Le petit mousse et sa mère

A quatre heures, quand j'arrive à Camaret, plusieurs groupes de marins commentent le tragique événement.

Je serre, au passage la main des trois sauveteurs : Taniou, Vigouroux et Lautrou.

Ce que nous avons fait n'est rien, disent-ils. Il faut bien porter secours à son semblable. Nous n'avons qu'un regret : c'est de n'avoir pu ramener les autres...

Mais où se trouvent les rescapés ? Personne ne le sait sur le port, et, accompagné de notre dévoué correspondant, M. Salez, il nous faut aller de porte en porte pour apprendre l'adresse où ils reposent.

Ménesguen, accompagné de sa sœur, vient de partir chez une parente.

Nous avons heureusement la bonne fortune de rencontrer Pierre Quintric chez sa tante, Mme Daniélou. Il vient de se réveiller. C'est un beau et solide gaillard au teint bronzé, aux yeux vifs, à la chevelure opulente.

Excusez-moi, me dit-il. Mais je viens de passer une nuit si terrible que je n'ai pas les idées très nettes...

Je lui propose de le conduire en auto chez lui. Il ne sait s'il doit accepter. Sa tante et sa cousine insistent pour qu'il aille au plus tôt rassurer sa mère. Et nous voilà partis tout là-bas, près du Cap-la-Chèvre, au village de Lesteven.

### DONNÉES FOURNIES
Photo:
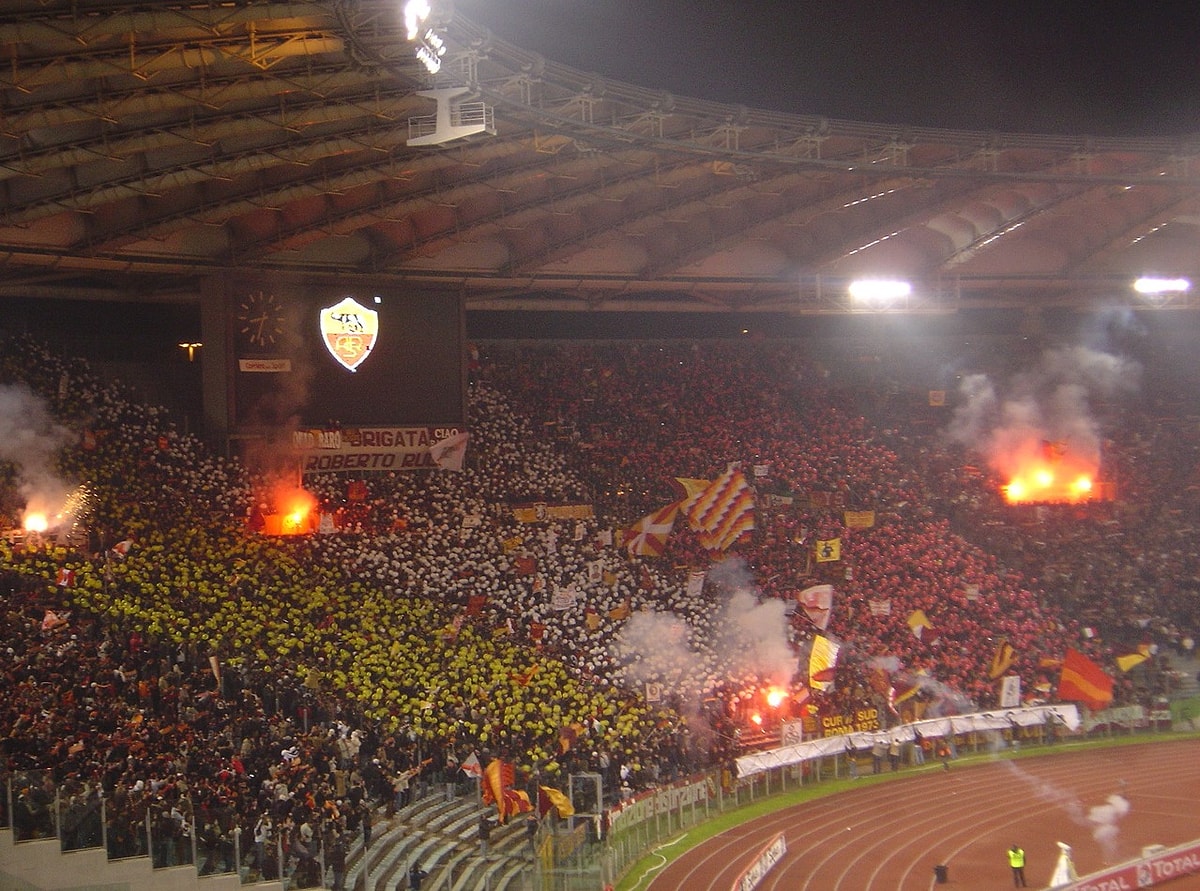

### LISTE DES CONSIGNES
(A) D'après l'extrait choisi, chez qui Pierre Quintric se trouve-t-il au moment où on le rencontre ?
(B) Indiquez si chacune des affirmations suivantes s'accorde avec l'extrait choisi, en justifiant par les mots exacts du texte : (i) Les sauveteurs sont au nombre de trois. (ii) Ménesguen est parti chez une parente en compagnie de son frère. (iii) Le village de Lesteven se situe près du Cap-la-Chèvre.
(C) Recopiez fidèlement le passage de l'extrait choisi qui commence par les mots « Ce que nous » et s'achève sur « la chevelure opulente. ».

### RÉPONSES PAR CONSIGNE
(A) Chez sa tante, Mme Daniélou.

(B)
(i) Oui : « la main des trois sauveteurs : Taniou, Vigouroux et Lautrou ».
(ii) Non : « Ménesguen, accompagné de sa sœur, vient de partir chez une parente. »
(iii) Oui : « tout là-bas, près du Cap-la-Chèvre, au village de Lesteven ».

(C)
Ce que nous avons fait n'est rien, disent-ils. Il faut bien porter secours à son semblable. Nous n'avons qu'un regret : c'est de n'avoir pu ramener les autres...

Mais où se trouvent les rescapés ? Personne ne le sait sur le port, et, accompagné de notre dévoué correspondant, M. Salez, il nous faut aller de porte en porte pour apprendre l'adresse où ils reposent.

Ménesguen, accompagné de sa sœur, vient de partir chez une parente.

Nous avons heureusement la bonne fortune de rencontrer Pierre Quintric chez sa tante, Mme Daniélou. Il vient de se réveiller. C'est un beau et solide gaillard au teint bronzé, aux yeux vifs, à la chevelure opulente.